• **Work instructions**
Make an exact copy of all the data.

• **Records shown**

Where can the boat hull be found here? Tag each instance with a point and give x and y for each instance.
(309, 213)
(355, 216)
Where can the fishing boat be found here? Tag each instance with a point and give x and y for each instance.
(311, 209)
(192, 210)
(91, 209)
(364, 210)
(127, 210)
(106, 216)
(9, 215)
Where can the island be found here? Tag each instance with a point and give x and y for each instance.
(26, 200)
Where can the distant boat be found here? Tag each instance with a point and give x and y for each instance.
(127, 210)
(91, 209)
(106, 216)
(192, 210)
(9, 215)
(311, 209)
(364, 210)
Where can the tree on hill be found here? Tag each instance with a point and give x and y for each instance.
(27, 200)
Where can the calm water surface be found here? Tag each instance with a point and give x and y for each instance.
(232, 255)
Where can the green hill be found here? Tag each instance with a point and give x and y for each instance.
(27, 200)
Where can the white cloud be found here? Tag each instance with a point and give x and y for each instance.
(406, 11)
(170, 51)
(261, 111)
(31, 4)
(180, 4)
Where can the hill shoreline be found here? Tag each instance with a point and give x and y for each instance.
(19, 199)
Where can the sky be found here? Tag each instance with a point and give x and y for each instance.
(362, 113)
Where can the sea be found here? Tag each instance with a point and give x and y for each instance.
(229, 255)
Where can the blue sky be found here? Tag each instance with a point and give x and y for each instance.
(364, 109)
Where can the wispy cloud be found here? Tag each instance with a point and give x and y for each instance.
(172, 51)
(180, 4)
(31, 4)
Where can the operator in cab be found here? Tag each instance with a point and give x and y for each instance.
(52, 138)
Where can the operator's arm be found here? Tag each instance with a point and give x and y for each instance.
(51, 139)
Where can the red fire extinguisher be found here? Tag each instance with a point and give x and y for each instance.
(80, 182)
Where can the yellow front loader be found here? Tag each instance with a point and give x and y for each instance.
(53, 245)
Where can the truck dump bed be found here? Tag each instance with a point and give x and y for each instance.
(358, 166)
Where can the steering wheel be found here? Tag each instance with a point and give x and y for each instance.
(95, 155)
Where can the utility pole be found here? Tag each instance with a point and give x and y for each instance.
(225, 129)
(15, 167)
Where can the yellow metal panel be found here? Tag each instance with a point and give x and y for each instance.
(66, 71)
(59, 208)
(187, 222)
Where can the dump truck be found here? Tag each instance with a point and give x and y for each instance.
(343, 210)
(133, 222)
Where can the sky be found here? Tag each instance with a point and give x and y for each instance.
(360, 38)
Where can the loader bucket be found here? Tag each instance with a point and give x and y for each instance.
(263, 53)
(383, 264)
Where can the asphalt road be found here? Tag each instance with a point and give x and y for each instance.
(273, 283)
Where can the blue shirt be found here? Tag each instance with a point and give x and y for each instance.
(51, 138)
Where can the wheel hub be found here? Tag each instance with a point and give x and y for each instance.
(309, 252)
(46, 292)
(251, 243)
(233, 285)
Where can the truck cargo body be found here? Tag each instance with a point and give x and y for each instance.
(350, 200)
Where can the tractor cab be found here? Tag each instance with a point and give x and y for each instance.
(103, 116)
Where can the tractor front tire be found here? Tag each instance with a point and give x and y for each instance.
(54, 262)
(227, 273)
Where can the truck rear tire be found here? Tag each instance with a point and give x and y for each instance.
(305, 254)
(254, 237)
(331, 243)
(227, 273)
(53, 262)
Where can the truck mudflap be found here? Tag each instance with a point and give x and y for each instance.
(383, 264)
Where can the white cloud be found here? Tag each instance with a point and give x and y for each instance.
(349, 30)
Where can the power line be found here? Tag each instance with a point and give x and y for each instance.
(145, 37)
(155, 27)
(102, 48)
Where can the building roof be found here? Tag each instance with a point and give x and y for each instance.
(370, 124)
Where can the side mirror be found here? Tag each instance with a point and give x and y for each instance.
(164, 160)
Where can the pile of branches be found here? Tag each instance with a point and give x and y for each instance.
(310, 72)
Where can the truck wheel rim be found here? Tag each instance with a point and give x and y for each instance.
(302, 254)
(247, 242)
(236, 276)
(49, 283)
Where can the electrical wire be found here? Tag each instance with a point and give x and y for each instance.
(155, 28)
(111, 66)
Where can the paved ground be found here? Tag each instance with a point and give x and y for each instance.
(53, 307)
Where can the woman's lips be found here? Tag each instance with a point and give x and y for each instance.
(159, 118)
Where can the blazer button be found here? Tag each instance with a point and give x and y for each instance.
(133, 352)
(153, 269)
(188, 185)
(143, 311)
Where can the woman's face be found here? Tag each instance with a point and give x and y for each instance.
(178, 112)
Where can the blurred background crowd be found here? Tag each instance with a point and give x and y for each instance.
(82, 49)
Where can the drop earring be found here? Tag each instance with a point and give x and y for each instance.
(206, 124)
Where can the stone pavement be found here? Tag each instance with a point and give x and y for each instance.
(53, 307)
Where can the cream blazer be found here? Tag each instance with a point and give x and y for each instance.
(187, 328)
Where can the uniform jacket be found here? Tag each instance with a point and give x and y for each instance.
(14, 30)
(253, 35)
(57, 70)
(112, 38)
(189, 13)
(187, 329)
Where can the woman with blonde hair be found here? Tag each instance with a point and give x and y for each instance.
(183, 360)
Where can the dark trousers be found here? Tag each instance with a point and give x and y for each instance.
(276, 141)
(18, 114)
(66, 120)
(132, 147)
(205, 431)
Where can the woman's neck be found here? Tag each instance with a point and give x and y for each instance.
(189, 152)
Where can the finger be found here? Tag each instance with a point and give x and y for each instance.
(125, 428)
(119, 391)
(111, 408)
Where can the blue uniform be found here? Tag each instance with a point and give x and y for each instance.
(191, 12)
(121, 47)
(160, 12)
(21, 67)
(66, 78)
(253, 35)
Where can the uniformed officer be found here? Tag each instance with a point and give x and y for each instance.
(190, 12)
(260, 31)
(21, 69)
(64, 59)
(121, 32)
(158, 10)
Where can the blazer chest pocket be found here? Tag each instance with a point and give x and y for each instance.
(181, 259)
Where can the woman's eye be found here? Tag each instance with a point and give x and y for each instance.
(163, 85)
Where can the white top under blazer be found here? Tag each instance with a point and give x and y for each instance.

• **Expected answer**
Where can the boat hull be found here? Tag each instance with a point and give x and y for each instance.
(309, 213)
(355, 216)
Where can the fishing boat be found here? Tag each instance with a point and give x and y for each instance.
(311, 209)
(192, 210)
(91, 209)
(364, 210)
(127, 210)
(106, 216)
(9, 215)
Where can the island be found here? Tag each instance with a point and give x and y for each instance.
(26, 200)
Where can the distant boat be found here? Tag each instance with a point and give x and y for each instance.
(127, 210)
(91, 209)
(106, 216)
(192, 210)
(9, 215)
(311, 209)
(364, 210)
Where can the tree on hill be found here? Tag each instance with a point and give x and y for each instance.
(27, 200)
Where can the calm water surface be found here? Tag each instance with a point and give x and y for each instance.
(232, 255)
Where can the green hill be found here? Tag each instance with a point and give x and y for each instance.
(27, 200)
Where can the white cloud be found here? Tag each instance with a point and give x and y for each instance.
(406, 11)
(170, 51)
(261, 111)
(31, 4)
(180, 4)
Where can the hill shoreline be found here? Tag each instance with a point and give x and y for each instance.
(19, 199)
Where can the sky be found here? Tag each instance with a point and give x and y for each instance.
(362, 113)
Where can the sea be found here? Tag each instance with a point and give x and y for each instance.
(229, 255)
Where can the blue sky be found here? Tag each instance with a point and give x and y for each instance.
(364, 109)
Where can the wispy cloud be found here? Tag each instance with a point and give x and y for each instance.
(172, 51)
(180, 4)
(31, 4)
Where can the operator in cab be found here? Tag each instance with a point and give x and y for each instance.
(52, 138)
Where can the operator's arm be found here? Tag each instance with a point and give x and y for each instance.
(51, 139)
Where can the red fire extinguisher be found here? Tag each instance with a point and give x and y for each instance.
(80, 182)
Where can the yellow front loader be found here? Tag each instance with a point and give x and y for each instance.
(53, 245)
Where can the truck dump bed be found here? Tag each instance with a point and give x and y for each instance.
(358, 166)
Where can the steering wheel be found here? Tag each instance with a point and give x and y for each instance.
(95, 155)
Where can the utility pole be found here? Tag each instance with a point and give x and y for each instance.
(225, 129)
(15, 167)
Where can the yellow metal panel be found here? Tag each instance with a point and give x and y for each instance.
(66, 71)
(59, 208)
(187, 222)
Where can the dump truck be found here? Tag each instance with a point and give x and y for each instance.
(343, 210)
(133, 222)
Where can the sky be found here? Tag each instance with a point and give x and y for each instance.
(360, 38)
Where can the loader bucket be found here? Tag each instance with a point and give x and y for each instance.
(263, 53)
(383, 264)
Where can the asphalt road be found here? Tag each instance with a point and give x and y for each instance.
(273, 283)
Where can the blue shirt be found here? Tag each instance with a point and give x and y for each instance.
(51, 138)
Where can the wheel hub be found here? Tag each instance with a point and give x and y for each instance.
(309, 252)
(46, 292)
(251, 243)
(233, 285)
Where can the truck cargo body be found here? Tag each instance with a point and give x and y for each instance.
(350, 200)
Where can the tractor cab be found here? Tag each instance with a point and give x and y for each instance.
(103, 116)
Where can the tractor front tire be found here? Tag each instance with a point and give x and y for each instance.
(54, 262)
(227, 273)
Where can the truck rear tire be found here? Tag each instance with a point and give x and y for each instance.
(305, 254)
(254, 237)
(331, 243)
(227, 273)
(53, 262)
Where can the truck mudflap be found here? Tag each instance with a point and give x and y for each instance.
(383, 264)
Where can the white cloud be found here? Tag each instance with a point and give x and y for each instance.
(349, 30)
Where can the power line be found here? Tag each instance with a point and give x and y for each instance.
(145, 37)
(155, 27)
(102, 48)
Where can the building roof be found here? Tag each instance with a point and give x and y for each instance.
(370, 124)
Where can the side mirror be found here? Tag each instance with a point and give x and y for each instance.
(164, 160)
Where can the pile of branches be found here? Tag each instance with a point and give x and y for each instance.
(310, 72)
Where can the truck wheel rim be found here? Tag each instance with a point and give x and y for each instance.
(302, 254)
(247, 242)
(236, 276)
(49, 283)
Where can the electrical wire be found here? Tag each instance with a point and give x and y for each instance.
(155, 28)
(111, 66)
Where can the paved ground be found here? Tag each instance with a point and give x and y for each instance.
(53, 307)
Where can the woman's lips be found here? Tag each instance with a point and give x and y for each instance.
(159, 118)
Where can the blazer button be found here? Tag each instance with a point and give x and y for each instance.
(133, 352)
(153, 269)
(188, 185)
(143, 311)
Where can the woman's face be found here? Tag each instance with a point and give x and y for each instance.
(178, 112)
Where can the blurred background crowd be found here? Tag each instance with a point and give x and y for each instance.
(82, 49)
Where can the drop earring be found here? Tag each instance with a point and give x and y for each instance.
(206, 124)
Where can the stone pavement be found here? Tag each instance with a point and give x and y for each instance.
(53, 307)
Where can the cream blazer be found here? Tag each instance with a point and give x and y for each instance.
(187, 328)
Where can the uniform jacket be found here? Tag each instance with a point and give x and y for each instance.
(14, 30)
(253, 35)
(57, 70)
(112, 38)
(189, 13)
(187, 329)
Where can the woman with blonde hair be found here? Tag each instance with a point and give x and y for each instance.
(183, 360)
Where can the dark trousers be found here? Tag each instance with a point and give x and y for each instance.
(276, 141)
(18, 114)
(66, 120)
(132, 147)
(205, 431)
Where can the woman's neck be found here? Tag each instance with a point and give x and y for each instance.
(189, 152)
Where can the finger be found here? Tag each instance with a point and give x and y for each instance.
(125, 428)
(119, 391)
(111, 408)
Where can the blue uniform be found here? Tag each instance with a point and give x and y for each instance.
(191, 12)
(121, 47)
(160, 12)
(21, 67)
(66, 78)
(253, 35)
Where can the uniformed officer be found here? Tag each instance with a point and give x and y for each instance.
(190, 12)
(260, 31)
(21, 69)
(64, 59)
(121, 32)
(158, 10)
Where can the blazer chest pocket be found here? Tag each instance with a point and give x and y for each instance.
(181, 259)
Where can the woman's eye be found here? Tag each instance with a point and give x and y for each instance.
(163, 85)
Where can the white top under blazer be found here? Tag each instance with a point and give x and y for each instance.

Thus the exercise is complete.